• _TASK PROMPT_
Determine how many lines below include the string "several". Reply with the number only.

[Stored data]
***

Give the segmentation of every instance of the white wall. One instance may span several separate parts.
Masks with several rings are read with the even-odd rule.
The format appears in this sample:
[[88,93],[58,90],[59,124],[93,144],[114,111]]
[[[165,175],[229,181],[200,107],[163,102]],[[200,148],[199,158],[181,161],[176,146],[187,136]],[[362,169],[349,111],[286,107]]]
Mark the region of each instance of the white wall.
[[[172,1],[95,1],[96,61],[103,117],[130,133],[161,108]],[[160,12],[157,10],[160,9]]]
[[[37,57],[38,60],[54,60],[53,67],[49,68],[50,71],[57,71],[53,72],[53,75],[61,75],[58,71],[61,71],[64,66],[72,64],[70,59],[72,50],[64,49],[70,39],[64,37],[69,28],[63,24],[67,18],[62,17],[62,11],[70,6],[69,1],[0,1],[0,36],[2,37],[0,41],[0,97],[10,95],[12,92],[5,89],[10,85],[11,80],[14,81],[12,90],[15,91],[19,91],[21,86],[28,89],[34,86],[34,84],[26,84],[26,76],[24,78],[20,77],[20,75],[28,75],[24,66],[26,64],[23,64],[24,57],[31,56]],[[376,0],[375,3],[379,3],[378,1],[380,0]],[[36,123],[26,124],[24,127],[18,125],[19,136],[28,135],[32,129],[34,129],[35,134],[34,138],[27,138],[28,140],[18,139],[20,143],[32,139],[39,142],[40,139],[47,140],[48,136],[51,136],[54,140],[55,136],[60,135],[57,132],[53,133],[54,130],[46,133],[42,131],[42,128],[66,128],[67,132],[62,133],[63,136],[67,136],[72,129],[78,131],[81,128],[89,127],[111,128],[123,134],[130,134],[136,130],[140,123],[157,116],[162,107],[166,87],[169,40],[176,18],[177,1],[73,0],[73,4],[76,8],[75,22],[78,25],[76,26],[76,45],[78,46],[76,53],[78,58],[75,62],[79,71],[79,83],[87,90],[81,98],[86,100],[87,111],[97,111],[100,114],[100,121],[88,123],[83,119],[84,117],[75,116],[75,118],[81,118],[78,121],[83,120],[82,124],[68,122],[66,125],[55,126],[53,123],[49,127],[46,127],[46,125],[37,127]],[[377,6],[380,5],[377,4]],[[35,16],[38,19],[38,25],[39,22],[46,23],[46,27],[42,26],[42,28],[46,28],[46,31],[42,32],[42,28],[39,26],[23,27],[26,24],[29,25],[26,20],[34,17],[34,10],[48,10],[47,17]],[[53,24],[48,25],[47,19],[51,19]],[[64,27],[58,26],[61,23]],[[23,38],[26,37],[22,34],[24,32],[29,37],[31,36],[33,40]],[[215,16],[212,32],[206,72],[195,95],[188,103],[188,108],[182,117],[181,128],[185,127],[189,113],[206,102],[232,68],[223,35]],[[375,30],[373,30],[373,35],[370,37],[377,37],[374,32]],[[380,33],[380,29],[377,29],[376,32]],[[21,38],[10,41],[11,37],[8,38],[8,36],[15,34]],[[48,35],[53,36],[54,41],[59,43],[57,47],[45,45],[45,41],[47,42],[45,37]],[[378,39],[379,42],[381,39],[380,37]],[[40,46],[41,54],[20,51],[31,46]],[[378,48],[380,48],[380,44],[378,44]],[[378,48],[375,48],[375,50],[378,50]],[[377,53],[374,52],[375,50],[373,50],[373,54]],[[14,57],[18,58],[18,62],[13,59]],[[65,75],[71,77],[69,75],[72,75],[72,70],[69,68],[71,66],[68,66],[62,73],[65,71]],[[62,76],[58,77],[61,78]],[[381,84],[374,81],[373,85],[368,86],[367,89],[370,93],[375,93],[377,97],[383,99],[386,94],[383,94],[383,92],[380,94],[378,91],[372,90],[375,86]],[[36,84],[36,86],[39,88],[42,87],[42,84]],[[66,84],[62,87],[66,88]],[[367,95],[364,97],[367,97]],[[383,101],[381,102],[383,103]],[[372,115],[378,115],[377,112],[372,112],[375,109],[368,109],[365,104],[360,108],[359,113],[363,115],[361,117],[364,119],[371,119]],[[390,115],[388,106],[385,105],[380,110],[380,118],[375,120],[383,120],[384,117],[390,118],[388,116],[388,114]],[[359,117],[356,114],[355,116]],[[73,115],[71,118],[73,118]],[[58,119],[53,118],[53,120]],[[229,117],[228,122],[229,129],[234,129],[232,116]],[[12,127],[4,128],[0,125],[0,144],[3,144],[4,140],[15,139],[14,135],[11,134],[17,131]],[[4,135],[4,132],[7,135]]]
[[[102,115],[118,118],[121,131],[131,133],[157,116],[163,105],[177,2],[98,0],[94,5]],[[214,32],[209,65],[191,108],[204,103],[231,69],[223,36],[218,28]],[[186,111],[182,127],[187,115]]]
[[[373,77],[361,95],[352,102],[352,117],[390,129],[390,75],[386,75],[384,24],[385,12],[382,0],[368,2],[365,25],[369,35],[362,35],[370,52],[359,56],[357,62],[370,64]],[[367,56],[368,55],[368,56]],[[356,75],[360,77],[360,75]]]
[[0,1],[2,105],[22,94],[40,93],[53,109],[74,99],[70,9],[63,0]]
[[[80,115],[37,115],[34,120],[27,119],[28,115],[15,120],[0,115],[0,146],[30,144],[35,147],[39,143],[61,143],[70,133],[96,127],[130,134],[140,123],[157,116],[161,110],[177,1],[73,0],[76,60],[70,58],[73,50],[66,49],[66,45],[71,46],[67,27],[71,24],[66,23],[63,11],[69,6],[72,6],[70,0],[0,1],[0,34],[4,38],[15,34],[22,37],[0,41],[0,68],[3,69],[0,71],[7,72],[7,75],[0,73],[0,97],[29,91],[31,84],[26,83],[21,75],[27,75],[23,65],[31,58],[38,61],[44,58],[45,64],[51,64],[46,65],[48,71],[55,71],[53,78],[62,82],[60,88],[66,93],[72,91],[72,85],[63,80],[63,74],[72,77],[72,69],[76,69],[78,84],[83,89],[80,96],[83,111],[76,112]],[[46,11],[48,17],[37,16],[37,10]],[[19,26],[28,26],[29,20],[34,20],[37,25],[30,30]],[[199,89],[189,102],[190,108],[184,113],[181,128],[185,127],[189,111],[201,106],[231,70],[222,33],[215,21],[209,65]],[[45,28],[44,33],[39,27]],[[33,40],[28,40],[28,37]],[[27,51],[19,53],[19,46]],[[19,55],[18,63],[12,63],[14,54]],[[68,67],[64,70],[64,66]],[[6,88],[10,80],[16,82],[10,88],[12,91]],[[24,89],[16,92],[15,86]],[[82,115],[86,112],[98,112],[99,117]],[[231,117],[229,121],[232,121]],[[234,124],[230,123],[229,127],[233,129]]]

***

• _FINISHED EXERCISE_
2